"""

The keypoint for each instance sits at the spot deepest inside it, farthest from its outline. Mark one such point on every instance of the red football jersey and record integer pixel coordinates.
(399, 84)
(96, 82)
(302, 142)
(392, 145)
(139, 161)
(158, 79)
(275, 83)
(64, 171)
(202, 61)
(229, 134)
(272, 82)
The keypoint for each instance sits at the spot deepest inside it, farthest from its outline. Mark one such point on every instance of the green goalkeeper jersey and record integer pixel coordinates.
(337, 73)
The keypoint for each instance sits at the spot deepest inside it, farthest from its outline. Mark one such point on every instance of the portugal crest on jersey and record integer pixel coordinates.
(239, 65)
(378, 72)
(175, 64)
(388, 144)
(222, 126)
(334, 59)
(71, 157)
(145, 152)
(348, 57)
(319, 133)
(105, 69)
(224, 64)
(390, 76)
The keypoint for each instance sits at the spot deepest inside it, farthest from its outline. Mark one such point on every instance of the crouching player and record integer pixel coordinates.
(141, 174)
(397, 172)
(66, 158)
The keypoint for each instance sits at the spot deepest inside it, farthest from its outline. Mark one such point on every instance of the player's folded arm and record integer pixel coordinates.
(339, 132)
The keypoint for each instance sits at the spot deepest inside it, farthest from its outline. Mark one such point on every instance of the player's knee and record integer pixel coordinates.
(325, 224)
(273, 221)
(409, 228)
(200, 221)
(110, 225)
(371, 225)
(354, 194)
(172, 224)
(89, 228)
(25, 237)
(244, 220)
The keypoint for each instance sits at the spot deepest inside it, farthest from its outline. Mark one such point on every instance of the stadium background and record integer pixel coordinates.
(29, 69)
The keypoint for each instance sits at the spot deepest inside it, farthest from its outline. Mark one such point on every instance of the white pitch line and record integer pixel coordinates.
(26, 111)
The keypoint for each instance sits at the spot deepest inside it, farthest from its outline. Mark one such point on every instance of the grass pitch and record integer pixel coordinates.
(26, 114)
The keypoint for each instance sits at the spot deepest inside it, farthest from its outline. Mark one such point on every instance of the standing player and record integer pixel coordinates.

"""

Goal of the exercise
Reproduce the records above exactly as they appear.

Exercise solution
The keypoint for each instance sits at the spot deepest inside it, farthest from its outline. Mark one such point on every instance of the red football jersey and record integer pixel coordinates.
(399, 84)
(96, 82)
(302, 142)
(392, 145)
(139, 161)
(158, 79)
(275, 83)
(64, 171)
(202, 61)
(229, 134)
(272, 82)
The keypoint for each instance sits at the spot deepest inside it, farthest from its outline. Mark one such point on every instance of the green goalkeeper jersey and record integer pixel coordinates.
(337, 73)
The keypoint for each instance sits at the spot deepest inside it, farthest from its outline. Mark one such point on every instance of the portugal crest on jersey and record integer pixel coordinates.
(239, 65)
(378, 72)
(175, 64)
(388, 144)
(222, 126)
(334, 59)
(71, 157)
(145, 152)
(348, 57)
(319, 133)
(105, 69)
(224, 64)
(390, 76)
The keypoint for each instance sits at the spot deepest inside it, farthest from its outline. Mark one such point on every instance of the crouching player and record integer pixel coordinates.
(141, 174)
(397, 172)
(66, 158)
The keypoint for each instance sits at the spot deepest inside it, farthest from its outline. Mark one such point on every instance of the player's folded arm and record integer pixel coordinates.
(339, 132)
The keypoint for each instance sits at the spot deepest inside it, farthest from its outline. Mark one such point on every instance of the player's knee and record integer pixel coordinates.
(325, 224)
(273, 221)
(409, 228)
(200, 221)
(110, 225)
(371, 225)
(354, 194)
(172, 224)
(89, 228)
(25, 237)
(244, 220)
The keypoint for each instance sits at the spot deepest inside it, farthest from its outline. Mark one such point on every instance of the stadium background and record integer pixel coordinates.
(29, 69)
The keypoint for each instance sits at the spot deepest inside it, farthest from its outline. Mark one such point on every instance of the white pitch line and record integer pixel coordinates.
(26, 111)
The keypoint for each instance sits at the spot deepest inside it, farthest from its outline. Mark one such point on every instance of the grass pitch and record integer pixel coordinates.
(26, 114)
The keypoint for each instance sits at the spot deepest inside it, farthest from its outline. Mark one such point on every instance of the standing player and record integer pixel coordinates.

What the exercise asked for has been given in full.